DOCUMENT PASSAGE:
▬▬▬▬▬▬
# Tilt Bed Lift Supports?



## bjnkm (Sep 24, 2009)

I'd like to know what others have used for Gas Struts, (Lift supports), and how they are mounted. I already have the bed tilting. (I posted an easy way to do this. Just search "Tilt Bed"). I have searched for info and everything I find is incomplete. What I need is source location, price and part number. Compressed length and extended length. How easily it lifts would be nice too. I have a 1997 S10 EV. A GM built Electric, not a conversion.
Thanks,
Kevin


----------



## DIYguy (Sep 18, 2008)

Check out what Wayne did.... at http://www.waynesev.com/ he doesn't have part numbers in there, but you could ask him details.
Also, Google "Gas Spring"...

Regards,
Gary


----------



## bjnkm (Sep 24, 2009)

Thanks Gary, I saw that post before and forgot about it. I sent an email to one of the links for info.
Thanks again,
Kevin


----------



## SimonRafferty (Apr 13, 2009)

What about using electric linear actuators? I've used ones intended for moving satellite dishes for all kinds of things including an electric engine hoist and adjustable height suspension on a Suzuki.

They are available with loadings up to about 6000Lbs and strokes from 6" to 6'. Although they are not that speedy, they are very sturdy - enough for car suspension! The last ones I bought move at about 1/4" per second. Best of all they are very cheap. Most are 24v but will run happily from 12 to 48v.

Si


----------



## bjnkm (Sep 24, 2009)

SimonRafferty said:


> What about using electric linear actuators? I've used ones intended for moving satellite dishes for all kinds of things including an electric engine hoist and adjustable height suspension on a Suzuki.
> 
> They are available with loadings up to about 6000Lbs and strokes from 6" to 6'. Although they are not that speedy, they are very sturdy - enough for car suspension! The last ones I bought move at about 1/4" per second. Best of all they are very cheap. Most are 24v but will run happily from 12 to 48v.
> 
> Si


 Thanks, I did consider those but I won't be using the tilt bed for anything other than battery maintenance. And weight is always an issue. I did follow a few links and have found these http://autopartsbylou.com/lift-supports-product.php?item=60106-10 
They are exactly what I'm looking for.
Thanks again,
Kevin


----------



## Carroll_1 (Dec 18, 2007)

bjnkm said:


> Thanks, I did consider those but I won't be using the tilt bed for anything other than battery maintenance. And weight is always an issue. I did follow a few links and have found these http://autopartsbylou.com/lift-supports-product.php?item=60106-10
> They are exactly what I'm looking for.
▬▬▬▬▬▬
GIVEN RECORDS:
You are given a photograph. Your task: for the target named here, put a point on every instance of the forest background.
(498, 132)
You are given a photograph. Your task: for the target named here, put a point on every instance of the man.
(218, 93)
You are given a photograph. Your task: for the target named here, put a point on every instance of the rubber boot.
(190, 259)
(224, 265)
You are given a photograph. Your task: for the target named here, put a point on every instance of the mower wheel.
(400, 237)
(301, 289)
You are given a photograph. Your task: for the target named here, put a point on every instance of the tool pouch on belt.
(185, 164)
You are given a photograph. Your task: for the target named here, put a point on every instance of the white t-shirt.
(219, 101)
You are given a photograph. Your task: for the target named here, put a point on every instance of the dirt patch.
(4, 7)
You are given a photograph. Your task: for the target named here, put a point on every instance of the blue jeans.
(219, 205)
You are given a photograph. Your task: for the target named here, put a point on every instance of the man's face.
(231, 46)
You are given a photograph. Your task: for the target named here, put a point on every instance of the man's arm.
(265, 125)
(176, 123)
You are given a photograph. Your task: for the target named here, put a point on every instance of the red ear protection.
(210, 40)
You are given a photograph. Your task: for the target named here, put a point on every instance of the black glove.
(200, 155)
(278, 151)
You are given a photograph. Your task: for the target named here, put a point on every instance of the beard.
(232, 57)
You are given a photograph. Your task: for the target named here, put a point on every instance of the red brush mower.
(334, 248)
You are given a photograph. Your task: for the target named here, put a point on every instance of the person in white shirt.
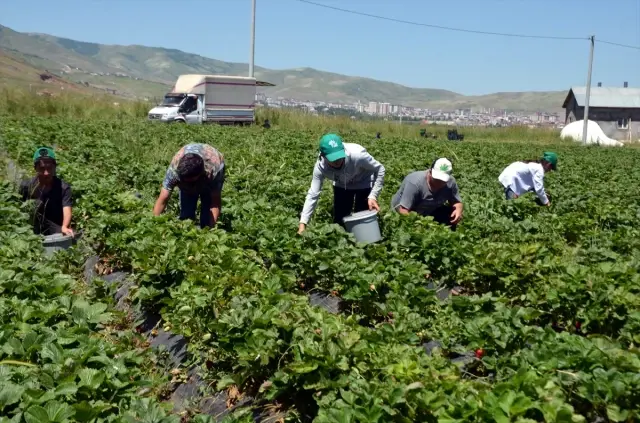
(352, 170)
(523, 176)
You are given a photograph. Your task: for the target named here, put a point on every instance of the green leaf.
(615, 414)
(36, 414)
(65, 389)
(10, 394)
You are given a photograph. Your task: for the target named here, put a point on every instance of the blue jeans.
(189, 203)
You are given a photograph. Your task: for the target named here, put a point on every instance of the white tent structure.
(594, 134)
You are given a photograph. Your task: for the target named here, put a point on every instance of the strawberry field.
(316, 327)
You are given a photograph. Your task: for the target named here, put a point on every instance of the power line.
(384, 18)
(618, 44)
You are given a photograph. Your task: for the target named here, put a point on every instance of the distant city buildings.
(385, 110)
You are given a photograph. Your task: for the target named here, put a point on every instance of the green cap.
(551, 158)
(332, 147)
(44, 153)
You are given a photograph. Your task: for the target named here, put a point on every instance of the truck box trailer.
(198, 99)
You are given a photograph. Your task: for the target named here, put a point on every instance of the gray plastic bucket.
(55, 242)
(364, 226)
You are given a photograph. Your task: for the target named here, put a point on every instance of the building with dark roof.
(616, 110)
▬▬▬▬▬▬
PROBLEM STATEMENT:
Carry on the forum thread about tilt bed lift supports, starting right after its last line.

SOLVED EXERCISE:
> Thanks again,
> Kevin


Hi Kevin,

The gas lifts in your link are spec'd very close to the lifts we use in our S-10 kits and the price looks good. But, we use (2) - 200 lb capacity lifts. I'm not saying the 100 lb units won't do the job, I've never used that capacity so I don't have actual experience with them. But I do know the 200 lb capacity units will raise the bed with one hand after the initial 8 inches, and will easily support the bed in the up position if they are mounted with the correct geometry. Here's a link to my blog. http://www.ev-solutions.net/wp/?cat=3&paged=2 There's a photo of the gas lifts towards the bottom of the page. Hope this helps.

Craig


----------



## bjnkm (Sep 24, 2009)

Thanks Craig,
I think the 2 100lb struts will be OK for me. I'm tilting my bed a little further then it appears yours goes. It's almost past center of balance, so it takes very little force to hold it in the upright position. I wanted to get the body work high enough so there's little chance of hitting my head on that pointed part of the fender opening. 
I found an easy way to make the bed tilt. Put simply, I used a 20" piece of 1.5" box tubing, (20" catches 2 of the bed cross supports), against the frame, welded it on top of the bumper bracket, than bolted that box tubing to the bed. (In hindsight, I should have welded the box tubing to the bed and bolted the bumper brackets to the box tubing). I removed 2 of the 3 bumper bracket to frame bolts, leaving the rear bolt in. This is now the hinge point. Than removed all of the bed to frame bolts. Now the bumper and bed are connected and move as one piece.

Thanks,
Kevin


----------



## Carroll_1 (Dec 18, 2007)

I totally agree about getting it opened up higher. I'm 6'7" and I must have lost at least two pounds of skull meat on that fender opening while checking batteries over the past few years.


----------



## DIYguy (Sep 18, 2008)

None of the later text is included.